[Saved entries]
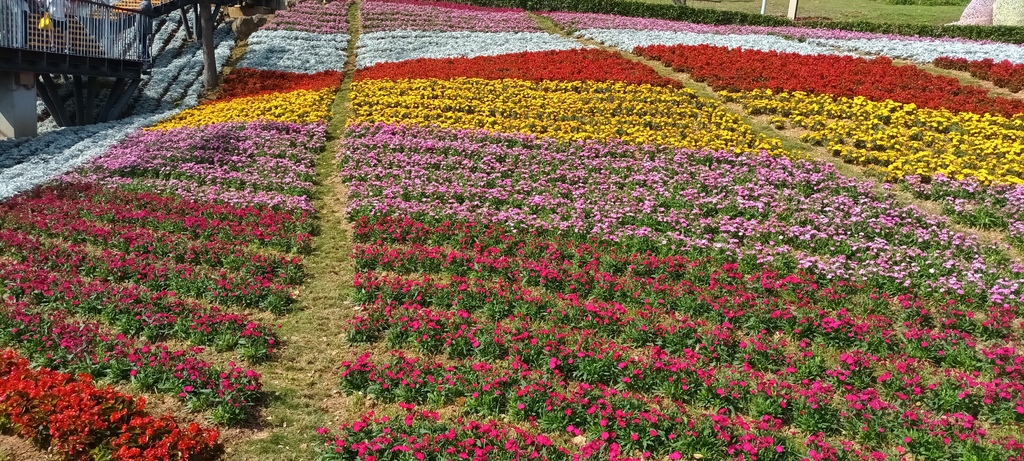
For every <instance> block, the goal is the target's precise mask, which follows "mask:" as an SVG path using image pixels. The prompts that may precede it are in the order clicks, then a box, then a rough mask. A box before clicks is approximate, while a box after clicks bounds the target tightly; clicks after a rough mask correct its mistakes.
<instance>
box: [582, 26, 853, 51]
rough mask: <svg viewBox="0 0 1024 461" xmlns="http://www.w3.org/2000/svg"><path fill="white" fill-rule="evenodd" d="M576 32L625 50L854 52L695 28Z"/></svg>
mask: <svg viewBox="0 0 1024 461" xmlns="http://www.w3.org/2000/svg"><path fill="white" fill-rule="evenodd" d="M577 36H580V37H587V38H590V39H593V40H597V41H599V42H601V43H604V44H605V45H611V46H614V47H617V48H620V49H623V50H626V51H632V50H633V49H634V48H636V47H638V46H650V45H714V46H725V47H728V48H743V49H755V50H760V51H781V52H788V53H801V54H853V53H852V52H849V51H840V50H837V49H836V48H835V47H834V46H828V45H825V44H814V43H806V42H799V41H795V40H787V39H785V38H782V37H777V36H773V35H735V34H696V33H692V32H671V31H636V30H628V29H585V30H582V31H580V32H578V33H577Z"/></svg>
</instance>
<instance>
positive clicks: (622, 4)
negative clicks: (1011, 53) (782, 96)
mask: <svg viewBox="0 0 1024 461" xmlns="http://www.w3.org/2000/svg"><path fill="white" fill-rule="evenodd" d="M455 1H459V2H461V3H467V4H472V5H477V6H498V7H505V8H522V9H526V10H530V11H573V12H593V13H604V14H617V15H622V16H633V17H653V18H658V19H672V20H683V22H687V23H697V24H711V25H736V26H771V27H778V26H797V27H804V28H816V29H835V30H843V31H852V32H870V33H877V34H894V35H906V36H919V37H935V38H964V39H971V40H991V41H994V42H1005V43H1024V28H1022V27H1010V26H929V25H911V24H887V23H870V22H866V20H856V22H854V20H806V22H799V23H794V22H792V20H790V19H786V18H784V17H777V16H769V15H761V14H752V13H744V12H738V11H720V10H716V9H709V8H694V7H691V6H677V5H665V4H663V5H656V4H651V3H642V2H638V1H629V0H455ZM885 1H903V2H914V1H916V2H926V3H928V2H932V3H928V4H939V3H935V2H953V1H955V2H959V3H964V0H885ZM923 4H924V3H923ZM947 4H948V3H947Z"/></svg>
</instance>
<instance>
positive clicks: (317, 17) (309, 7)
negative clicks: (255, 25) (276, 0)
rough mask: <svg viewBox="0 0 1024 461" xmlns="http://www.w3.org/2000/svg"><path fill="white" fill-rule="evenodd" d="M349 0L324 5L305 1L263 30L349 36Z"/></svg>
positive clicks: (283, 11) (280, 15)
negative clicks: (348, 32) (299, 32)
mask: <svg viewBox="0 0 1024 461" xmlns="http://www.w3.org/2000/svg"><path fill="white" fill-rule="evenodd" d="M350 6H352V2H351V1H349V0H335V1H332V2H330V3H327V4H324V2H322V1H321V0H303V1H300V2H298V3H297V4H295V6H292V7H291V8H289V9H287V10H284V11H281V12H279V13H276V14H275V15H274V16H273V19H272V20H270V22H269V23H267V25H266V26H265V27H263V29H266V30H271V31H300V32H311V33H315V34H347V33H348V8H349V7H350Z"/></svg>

■ **Assignment**
Copy out the rows from the very beginning down through the line containing "32L625 50L854 52L695", including that line. Leave out the pictures.

■ **Solution below**
For every <instance> block, the goal is the target's precise mask, which follows "mask:" as an SVG path using image pixels. The prompts that may precede it are in the order clicks, then a box, then a rough mask. A box before clicks is approximate, while a box after clicks bounds the target tightly; clicks after a rough mask correct its mistakes.
<instance>
box: [582, 26, 853, 51]
rough mask: <svg viewBox="0 0 1024 461" xmlns="http://www.w3.org/2000/svg"><path fill="white" fill-rule="evenodd" d="M576 32L625 50L854 52L695 28Z"/></svg>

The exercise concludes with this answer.